** Start EXTRACT TO READ **

The architecture mirrors what works elsewhere: ingest, synthesize, act. The difference in the health domain is that the action layer has to be conservative by design. The agent recommends; I decide. That governance constraint is intentional.

CAD to CNC

Domain · Making · Physical AI
3D Model Decomposition · Hollow Surfboard Skeletons

Using AI to decompose Fusion 360 surfboard designs into internal skeleton geometry — ribs, spars, and joining structures — optimized for CNC cutting and hollow wooden construction.

Fusion 360 3D Model Decomposition CNC / CAM Parametric Design Physical AI

This one closes the loop between everything else on this page and the physical world — which is where I've always wanted to end up.

A hollow wooden surfboard is structurally complex. The outer shell is the easy part. The internal skeleton — the ribs, the longitudinal spars, the joining structures at the nose and tail — has to be engineered precisely for the specific rocker profile, width template, and thickness distribution of that particular board. Get it wrong and the board is either too stiff, too soft, or structurally compromised. There's no iterating on a physical object the way you iterate on code.

** End EXTRACT TO READ **
** Start PROVIDED DATA **

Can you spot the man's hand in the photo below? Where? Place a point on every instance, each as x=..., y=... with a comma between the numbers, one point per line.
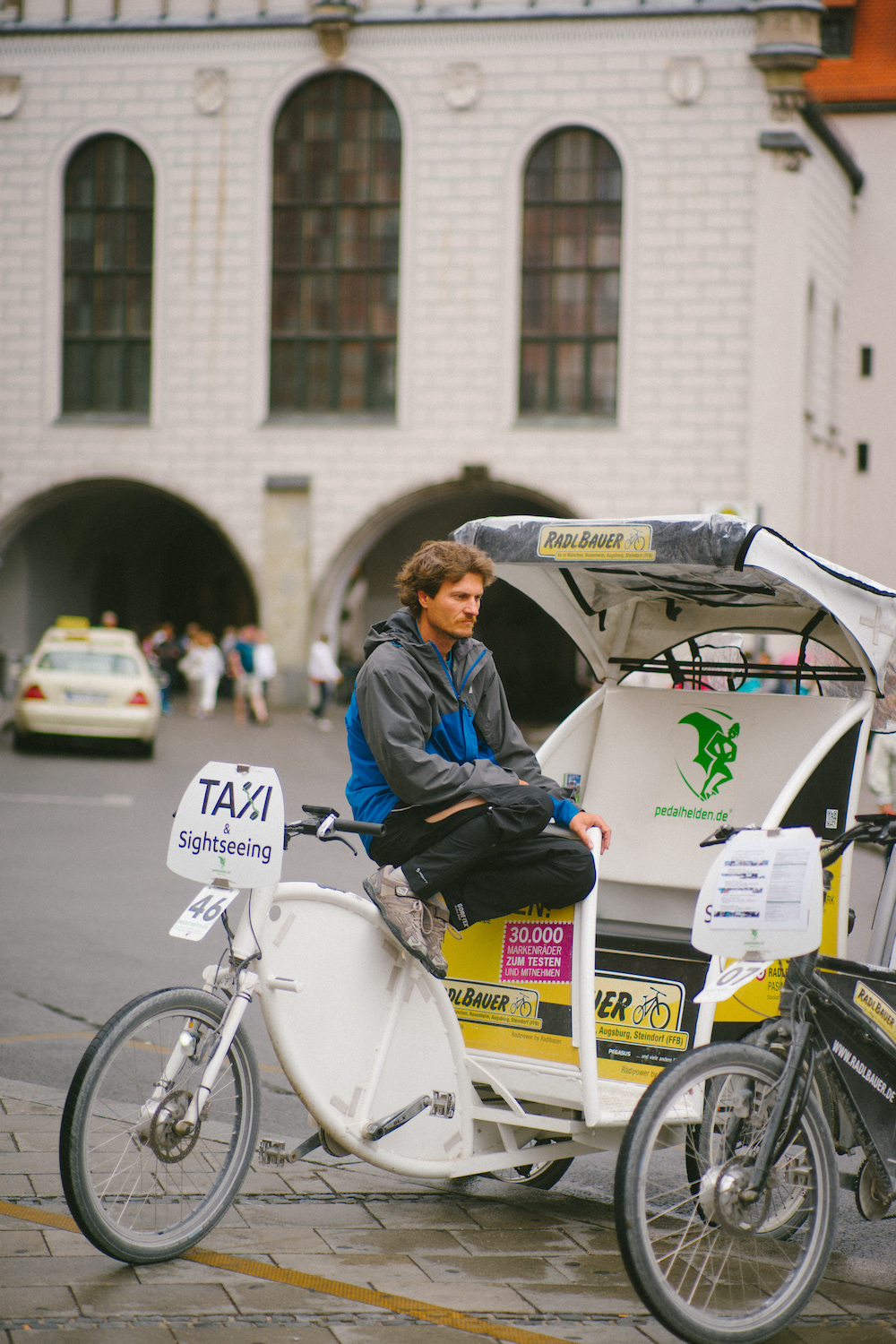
x=581, y=825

** End PROVIDED DATA **

__WHAT THE EXERCISE ASKS__
In the surfboard text above, copy out word for word everything from "Using AI to" down to "hollow wooden construction.".

__REPLY__
Using AI to decompose Fusion 360 surfboard designs into internal skeleton geometry — ribs, spars, and joining structures — optimized for CNC cutting and hollow wooden construction.